-- Exercise directions --
Your answer must be an exact copy of the entries below, with no pictures in it.

──────

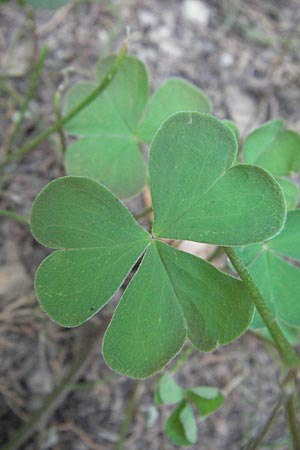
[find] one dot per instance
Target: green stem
(13, 215)
(291, 414)
(60, 131)
(143, 213)
(128, 416)
(32, 86)
(181, 359)
(92, 96)
(288, 354)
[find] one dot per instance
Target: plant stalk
(88, 342)
(293, 423)
(112, 71)
(128, 416)
(288, 354)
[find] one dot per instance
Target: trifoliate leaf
(232, 126)
(114, 125)
(172, 96)
(99, 242)
(207, 399)
(208, 200)
(169, 391)
(173, 294)
(291, 192)
(274, 267)
(117, 162)
(273, 148)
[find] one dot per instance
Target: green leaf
(99, 242)
(291, 333)
(232, 126)
(169, 391)
(117, 163)
(172, 295)
(291, 192)
(274, 267)
(208, 200)
(207, 399)
(110, 151)
(181, 426)
(273, 148)
(172, 96)
(117, 111)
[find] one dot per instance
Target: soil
(245, 55)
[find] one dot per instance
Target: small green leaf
(181, 426)
(207, 399)
(158, 401)
(99, 242)
(173, 294)
(110, 151)
(117, 163)
(169, 391)
(232, 126)
(172, 96)
(275, 274)
(291, 192)
(147, 328)
(208, 200)
(273, 148)
(117, 111)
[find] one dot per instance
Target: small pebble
(197, 12)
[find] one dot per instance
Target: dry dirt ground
(245, 55)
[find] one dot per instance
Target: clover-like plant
(277, 150)
(113, 126)
(181, 426)
(197, 195)
(274, 266)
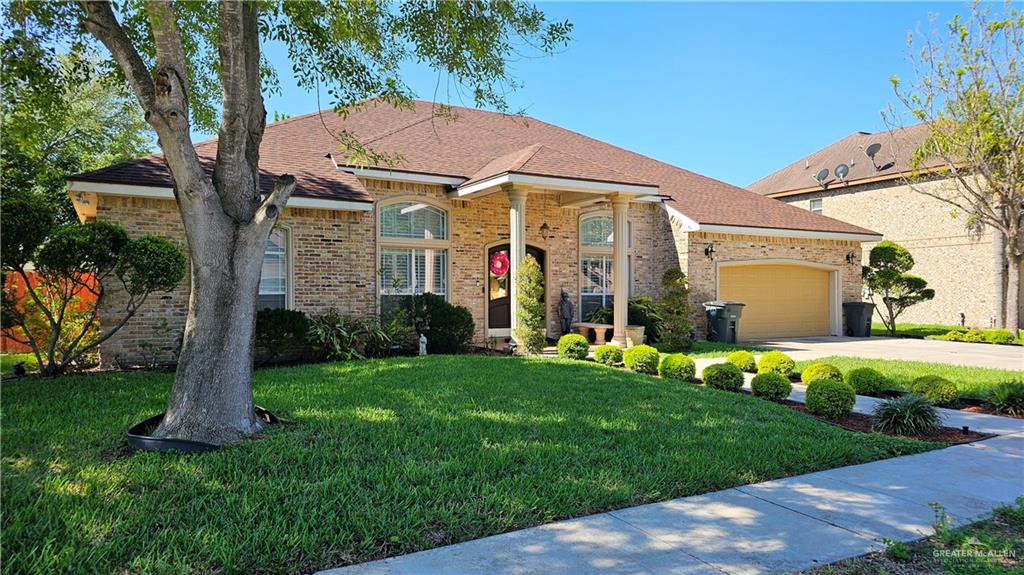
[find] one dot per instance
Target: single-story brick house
(957, 260)
(466, 193)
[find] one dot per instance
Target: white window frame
(413, 245)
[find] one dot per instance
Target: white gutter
(168, 193)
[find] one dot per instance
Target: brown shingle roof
(467, 145)
(890, 162)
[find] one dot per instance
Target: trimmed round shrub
(910, 414)
(865, 381)
(938, 390)
(608, 354)
(975, 337)
(723, 376)
(776, 362)
(829, 398)
(573, 346)
(677, 366)
(999, 337)
(743, 360)
(1008, 397)
(642, 359)
(771, 387)
(953, 336)
(820, 371)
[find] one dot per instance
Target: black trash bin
(858, 318)
(723, 320)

──────

-- Answer to the problem --
[find] one dot per instance
Target: green stem
(13, 215)
(291, 414)
(60, 131)
(143, 213)
(128, 416)
(32, 86)
(181, 359)
(92, 96)
(288, 354)
[find] one dot per instance
Target: plant stalk
(88, 342)
(293, 423)
(112, 71)
(128, 416)
(288, 354)
[find] one dot per instance
Target: trifoliate leaf
(232, 126)
(114, 125)
(172, 96)
(99, 242)
(207, 399)
(208, 200)
(169, 391)
(173, 294)
(291, 192)
(274, 267)
(117, 162)
(273, 148)
[find] one dot per instance
Target: green leaf
(99, 242)
(291, 333)
(232, 126)
(169, 391)
(117, 163)
(172, 295)
(291, 192)
(274, 267)
(208, 200)
(207, 399)
(110, 151)
(181, 426)
(273, 148)
(172, 96)
(117, 111)
[find] one dot per instance
Target: soil
(245, 55)
[find] one dot per instance
Target: small green leaf
(181, 426)
(207, 399)
(158, 401)
(99, 242)
(173, 294)
(110, 151)
(117, 163)
(169, 391)
(232, 126)
(172, 96)
(275, 274)
(291, 192)
(147, 328)
(208, 200)
(273, 148)
(117, 111)
[find] one dot per instance
Target: small pebble
(197, 12)
[find] one dot per instance
Target: dry dirt ground
(245, 55)
[find] one dot per instance
Target: clover-like plant
(277, 150)
(113, 126)
(181, 426)
(197, 195)
(274, 266)
[find] one dot per instance
Target: single-story brick house
(957, 260)
(466, 193)
[find] one dot per instance
Target: white window frame
(413, 245)
[find] one dot per instance
Target: white gutter
(168, 193)
[find] one dot per instance
Target: brown shingle roof
(467, 145)
(890, 162)
[find] one dot per instance
Target: trimmed round shrub
(910, 414)
(865, 381)
(938, 390)
(608, 354)
(975, 337)
(723, 376)
(776, 362)
(829, 398)
(573, 346)
(677, 366)
(999, 337)
(743, 360)
(1008, 397)
(642, 359)
(771, 387)
(953, 336)
(820, 371)
[find] one dot per instance
Target: black trash bin
(858, 318)
(723, 320)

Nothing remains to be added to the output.